Task
Render every line of the records below as a Markdown table with two columns, Number and Line, numbering the rows in order and skipping blank lines. Keep the pictures out of the table.

Items
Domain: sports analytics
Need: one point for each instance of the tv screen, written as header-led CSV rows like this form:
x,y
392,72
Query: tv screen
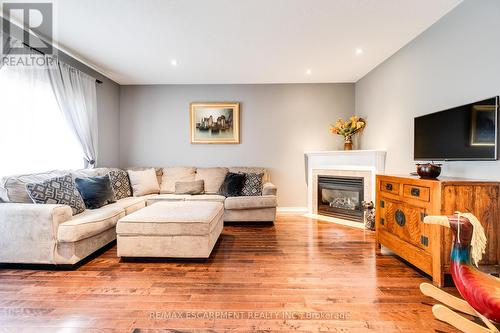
x,y
467,132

Full output
| Number | Line |
|---|---|
| 1 | Domain: sports analytics |
| 2 | Need: one point for each instance of the tv screen, written as header-led CSV rows like this form: |
| 3 | x,y |
| 4 | 392,72 |
| 5 | Query: tv screen |
| 6 | x,y |
| 7 | 467,132 |